_Work to be completed_:
In the records below, find the lines that include "every" and copy each.

_Material for the task_:
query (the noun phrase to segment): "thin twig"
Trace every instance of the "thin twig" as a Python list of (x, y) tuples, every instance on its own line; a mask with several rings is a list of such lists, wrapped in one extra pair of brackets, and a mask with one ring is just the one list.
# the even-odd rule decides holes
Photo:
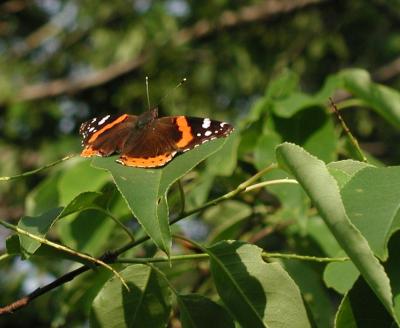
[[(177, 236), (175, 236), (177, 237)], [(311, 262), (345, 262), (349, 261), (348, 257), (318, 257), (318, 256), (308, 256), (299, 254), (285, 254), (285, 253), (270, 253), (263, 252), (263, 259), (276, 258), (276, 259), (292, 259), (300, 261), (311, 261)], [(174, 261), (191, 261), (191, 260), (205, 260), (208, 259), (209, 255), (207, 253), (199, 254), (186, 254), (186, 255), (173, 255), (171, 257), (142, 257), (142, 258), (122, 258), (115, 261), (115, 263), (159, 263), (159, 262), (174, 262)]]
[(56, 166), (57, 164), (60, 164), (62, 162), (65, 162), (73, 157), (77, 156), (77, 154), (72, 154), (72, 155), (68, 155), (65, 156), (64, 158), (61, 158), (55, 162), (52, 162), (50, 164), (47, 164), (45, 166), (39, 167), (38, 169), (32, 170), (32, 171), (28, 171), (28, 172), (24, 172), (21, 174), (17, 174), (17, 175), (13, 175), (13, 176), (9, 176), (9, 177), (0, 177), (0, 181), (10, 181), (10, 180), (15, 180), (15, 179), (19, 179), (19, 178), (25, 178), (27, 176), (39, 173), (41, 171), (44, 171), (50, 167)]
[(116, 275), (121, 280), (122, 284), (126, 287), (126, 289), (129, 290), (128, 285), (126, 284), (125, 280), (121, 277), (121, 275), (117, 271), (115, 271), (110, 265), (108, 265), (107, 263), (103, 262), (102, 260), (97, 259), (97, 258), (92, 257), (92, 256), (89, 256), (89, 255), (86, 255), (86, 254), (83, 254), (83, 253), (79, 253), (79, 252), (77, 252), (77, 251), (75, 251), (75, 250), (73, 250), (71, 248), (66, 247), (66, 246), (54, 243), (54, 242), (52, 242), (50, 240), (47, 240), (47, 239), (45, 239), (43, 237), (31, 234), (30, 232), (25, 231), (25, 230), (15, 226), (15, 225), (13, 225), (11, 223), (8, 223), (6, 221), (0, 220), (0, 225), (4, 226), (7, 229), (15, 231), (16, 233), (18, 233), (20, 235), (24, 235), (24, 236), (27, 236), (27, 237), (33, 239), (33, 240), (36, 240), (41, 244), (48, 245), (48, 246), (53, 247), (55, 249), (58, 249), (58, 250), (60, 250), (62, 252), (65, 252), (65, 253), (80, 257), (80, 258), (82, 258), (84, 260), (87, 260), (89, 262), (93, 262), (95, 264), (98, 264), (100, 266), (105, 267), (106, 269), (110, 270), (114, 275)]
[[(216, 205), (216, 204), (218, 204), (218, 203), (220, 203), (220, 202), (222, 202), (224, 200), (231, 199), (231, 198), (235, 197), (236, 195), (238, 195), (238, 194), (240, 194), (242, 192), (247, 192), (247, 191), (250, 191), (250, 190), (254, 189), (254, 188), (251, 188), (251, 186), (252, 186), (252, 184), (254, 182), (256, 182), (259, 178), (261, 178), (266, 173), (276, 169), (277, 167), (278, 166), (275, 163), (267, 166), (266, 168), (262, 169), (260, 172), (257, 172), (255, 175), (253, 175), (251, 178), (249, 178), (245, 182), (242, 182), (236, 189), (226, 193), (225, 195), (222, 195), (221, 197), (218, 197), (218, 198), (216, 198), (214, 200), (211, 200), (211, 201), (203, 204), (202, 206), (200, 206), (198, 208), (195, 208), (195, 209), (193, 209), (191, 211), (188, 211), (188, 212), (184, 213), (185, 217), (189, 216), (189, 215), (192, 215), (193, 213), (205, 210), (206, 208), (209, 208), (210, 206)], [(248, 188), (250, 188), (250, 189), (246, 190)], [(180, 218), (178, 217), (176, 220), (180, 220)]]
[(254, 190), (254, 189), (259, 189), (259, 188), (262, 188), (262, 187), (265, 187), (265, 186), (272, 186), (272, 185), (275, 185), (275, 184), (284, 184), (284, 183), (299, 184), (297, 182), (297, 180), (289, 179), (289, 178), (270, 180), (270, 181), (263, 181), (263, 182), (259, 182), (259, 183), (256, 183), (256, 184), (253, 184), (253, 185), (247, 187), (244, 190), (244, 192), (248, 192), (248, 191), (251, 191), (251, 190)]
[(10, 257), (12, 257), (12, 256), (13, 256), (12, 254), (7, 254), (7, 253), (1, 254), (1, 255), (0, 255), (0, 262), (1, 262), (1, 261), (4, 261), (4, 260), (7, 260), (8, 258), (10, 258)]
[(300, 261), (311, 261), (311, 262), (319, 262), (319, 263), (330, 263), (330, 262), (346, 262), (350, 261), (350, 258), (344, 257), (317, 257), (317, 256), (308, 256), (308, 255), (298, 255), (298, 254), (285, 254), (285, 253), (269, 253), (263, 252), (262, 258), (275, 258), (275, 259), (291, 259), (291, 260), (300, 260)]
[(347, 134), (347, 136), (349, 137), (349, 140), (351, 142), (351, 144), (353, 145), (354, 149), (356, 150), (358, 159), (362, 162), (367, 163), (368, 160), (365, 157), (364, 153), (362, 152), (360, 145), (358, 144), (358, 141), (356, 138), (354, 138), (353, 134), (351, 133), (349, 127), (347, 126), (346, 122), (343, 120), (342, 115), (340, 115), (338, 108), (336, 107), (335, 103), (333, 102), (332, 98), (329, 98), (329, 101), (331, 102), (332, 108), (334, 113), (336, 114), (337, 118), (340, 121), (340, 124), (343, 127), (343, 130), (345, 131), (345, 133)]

...

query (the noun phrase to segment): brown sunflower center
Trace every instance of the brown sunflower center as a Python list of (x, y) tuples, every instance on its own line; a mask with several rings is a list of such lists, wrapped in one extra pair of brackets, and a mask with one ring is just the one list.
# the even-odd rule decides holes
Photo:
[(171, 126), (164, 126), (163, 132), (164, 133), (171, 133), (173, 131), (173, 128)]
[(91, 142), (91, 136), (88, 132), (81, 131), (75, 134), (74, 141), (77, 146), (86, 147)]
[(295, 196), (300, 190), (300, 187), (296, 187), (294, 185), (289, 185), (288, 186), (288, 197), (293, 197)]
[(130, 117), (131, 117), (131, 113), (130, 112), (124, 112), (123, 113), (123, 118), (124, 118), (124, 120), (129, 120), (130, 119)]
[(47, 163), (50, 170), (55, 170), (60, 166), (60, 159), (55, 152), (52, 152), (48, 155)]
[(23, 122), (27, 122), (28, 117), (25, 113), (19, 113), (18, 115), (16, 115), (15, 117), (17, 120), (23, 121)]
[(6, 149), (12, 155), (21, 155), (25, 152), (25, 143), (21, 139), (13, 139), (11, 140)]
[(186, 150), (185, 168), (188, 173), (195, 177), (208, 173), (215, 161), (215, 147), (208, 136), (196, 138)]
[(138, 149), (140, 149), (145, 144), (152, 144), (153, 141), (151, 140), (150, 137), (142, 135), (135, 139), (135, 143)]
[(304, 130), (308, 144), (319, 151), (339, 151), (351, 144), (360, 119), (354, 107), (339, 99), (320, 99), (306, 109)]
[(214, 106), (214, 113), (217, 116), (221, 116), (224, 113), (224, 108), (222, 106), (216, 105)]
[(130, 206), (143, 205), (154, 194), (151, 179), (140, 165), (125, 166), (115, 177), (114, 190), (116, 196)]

--

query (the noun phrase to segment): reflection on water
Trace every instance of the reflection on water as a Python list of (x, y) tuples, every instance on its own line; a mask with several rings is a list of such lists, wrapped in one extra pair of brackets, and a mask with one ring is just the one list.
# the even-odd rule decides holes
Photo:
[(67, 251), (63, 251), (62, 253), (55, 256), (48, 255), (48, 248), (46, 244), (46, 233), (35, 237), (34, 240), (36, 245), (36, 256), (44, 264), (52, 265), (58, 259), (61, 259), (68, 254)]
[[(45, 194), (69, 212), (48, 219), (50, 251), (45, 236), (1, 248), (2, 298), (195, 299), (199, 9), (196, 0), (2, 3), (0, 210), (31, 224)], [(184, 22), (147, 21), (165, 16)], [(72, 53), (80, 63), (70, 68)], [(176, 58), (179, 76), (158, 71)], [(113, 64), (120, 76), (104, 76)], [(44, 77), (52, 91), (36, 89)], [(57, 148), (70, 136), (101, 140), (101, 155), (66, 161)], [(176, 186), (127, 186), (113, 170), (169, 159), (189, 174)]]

_Solved exercise_:
Trace every instance of the "thin twig" as a Python list of (x, y) tuples, every instance on its own line; a mask with several rings is a list of such lists, wrapped in one extra pair of brackets, and a mask with one ring is just the one list.
Trace every instance of the brown sunflower center as a Python list of (x, y) tuples, every instance on its own line; a mask with several rings is a list of such lists, wrapped in one extra pair of brackets, and a mask with one ring is just the one list.
Trace every instance of the reflection on water as a Python list of (x, y) tuples, every instance on its own line; a mask with several rings is a list of such lists, wrapped in one extra pair of brackets, and a mask with one ring is just the one list.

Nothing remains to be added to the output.